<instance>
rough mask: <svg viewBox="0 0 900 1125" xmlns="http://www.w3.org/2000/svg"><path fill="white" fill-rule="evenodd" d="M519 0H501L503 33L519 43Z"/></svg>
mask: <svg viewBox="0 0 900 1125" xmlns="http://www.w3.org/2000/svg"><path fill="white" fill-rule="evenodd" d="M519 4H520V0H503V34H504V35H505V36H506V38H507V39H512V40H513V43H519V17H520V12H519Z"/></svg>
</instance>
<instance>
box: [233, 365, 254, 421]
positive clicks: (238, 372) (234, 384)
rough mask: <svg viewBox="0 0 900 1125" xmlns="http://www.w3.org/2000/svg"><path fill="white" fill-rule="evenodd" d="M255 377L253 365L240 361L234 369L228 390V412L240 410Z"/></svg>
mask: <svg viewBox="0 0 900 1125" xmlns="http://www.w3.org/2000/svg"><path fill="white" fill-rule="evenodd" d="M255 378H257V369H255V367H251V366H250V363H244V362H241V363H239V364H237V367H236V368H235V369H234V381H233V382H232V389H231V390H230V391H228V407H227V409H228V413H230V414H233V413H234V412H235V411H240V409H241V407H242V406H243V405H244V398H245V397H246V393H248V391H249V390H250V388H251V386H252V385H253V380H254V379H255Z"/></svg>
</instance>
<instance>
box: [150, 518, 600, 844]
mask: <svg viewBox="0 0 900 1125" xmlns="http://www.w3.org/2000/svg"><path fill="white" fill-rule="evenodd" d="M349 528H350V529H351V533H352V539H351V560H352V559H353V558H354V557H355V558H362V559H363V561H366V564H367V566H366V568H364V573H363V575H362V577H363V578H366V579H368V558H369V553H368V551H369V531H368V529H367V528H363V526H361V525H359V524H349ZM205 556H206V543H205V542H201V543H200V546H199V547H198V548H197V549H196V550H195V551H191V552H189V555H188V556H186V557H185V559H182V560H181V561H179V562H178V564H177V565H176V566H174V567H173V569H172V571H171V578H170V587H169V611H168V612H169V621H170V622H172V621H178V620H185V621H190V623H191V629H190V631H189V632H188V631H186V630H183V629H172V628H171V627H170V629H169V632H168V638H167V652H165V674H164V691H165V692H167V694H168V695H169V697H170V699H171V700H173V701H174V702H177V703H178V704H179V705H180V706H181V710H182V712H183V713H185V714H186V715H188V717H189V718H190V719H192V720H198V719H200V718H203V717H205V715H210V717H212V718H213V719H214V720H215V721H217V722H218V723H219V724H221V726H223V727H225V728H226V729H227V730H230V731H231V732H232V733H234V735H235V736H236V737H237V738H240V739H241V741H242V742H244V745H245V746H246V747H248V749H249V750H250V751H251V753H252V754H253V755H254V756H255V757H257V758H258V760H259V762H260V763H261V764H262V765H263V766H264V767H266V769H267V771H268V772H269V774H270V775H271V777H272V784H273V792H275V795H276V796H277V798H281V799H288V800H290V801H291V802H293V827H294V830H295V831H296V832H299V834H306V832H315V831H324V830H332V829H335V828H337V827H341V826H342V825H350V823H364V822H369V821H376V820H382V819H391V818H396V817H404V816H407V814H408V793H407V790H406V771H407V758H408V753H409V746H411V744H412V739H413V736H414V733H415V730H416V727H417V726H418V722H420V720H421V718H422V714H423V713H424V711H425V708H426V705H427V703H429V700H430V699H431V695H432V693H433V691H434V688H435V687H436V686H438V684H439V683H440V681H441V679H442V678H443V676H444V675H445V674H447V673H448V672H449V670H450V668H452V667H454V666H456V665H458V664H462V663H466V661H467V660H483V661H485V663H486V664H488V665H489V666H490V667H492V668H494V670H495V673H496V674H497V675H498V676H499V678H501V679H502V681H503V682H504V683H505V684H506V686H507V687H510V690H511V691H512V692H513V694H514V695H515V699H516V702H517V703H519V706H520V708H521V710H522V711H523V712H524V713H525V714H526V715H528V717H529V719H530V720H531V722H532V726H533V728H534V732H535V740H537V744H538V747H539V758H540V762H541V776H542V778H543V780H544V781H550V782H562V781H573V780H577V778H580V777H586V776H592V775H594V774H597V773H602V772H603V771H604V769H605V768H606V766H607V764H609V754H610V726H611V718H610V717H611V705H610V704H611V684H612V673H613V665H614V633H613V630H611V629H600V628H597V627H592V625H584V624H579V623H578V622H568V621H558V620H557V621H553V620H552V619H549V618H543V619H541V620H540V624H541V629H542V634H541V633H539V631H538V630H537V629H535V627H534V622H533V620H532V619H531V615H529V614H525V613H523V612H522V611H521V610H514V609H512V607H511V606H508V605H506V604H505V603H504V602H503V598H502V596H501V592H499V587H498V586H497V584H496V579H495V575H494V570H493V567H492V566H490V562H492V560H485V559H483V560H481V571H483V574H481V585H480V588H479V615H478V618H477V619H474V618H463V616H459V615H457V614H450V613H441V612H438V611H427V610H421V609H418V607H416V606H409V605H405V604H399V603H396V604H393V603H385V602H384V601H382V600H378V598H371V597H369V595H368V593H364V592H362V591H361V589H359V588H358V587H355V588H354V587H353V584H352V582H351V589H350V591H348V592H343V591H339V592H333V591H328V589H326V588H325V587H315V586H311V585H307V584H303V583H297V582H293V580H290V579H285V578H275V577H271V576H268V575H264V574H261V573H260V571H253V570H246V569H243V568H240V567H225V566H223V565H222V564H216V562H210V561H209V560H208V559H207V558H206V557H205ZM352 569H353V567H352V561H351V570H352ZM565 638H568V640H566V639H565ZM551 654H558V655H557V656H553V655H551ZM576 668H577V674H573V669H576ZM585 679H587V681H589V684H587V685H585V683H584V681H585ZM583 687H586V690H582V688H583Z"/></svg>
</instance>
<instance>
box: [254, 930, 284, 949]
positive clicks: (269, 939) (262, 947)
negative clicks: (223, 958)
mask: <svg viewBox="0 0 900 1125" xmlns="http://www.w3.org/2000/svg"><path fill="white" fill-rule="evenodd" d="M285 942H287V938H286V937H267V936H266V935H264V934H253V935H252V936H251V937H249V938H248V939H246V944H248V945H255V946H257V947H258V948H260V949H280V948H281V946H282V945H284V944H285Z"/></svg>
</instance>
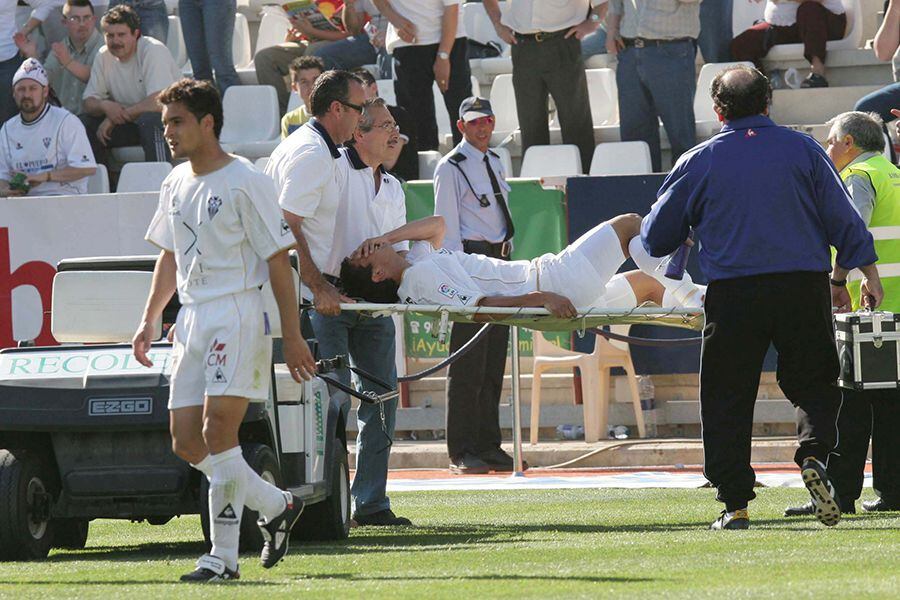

◆ **Task goal**:
Copy each line of the listing that contains the string "positive".

◆ **Exercise result**:
positive clicks: (238, 372) (234, 384)
positive clicks: (269, 939) (262, 947)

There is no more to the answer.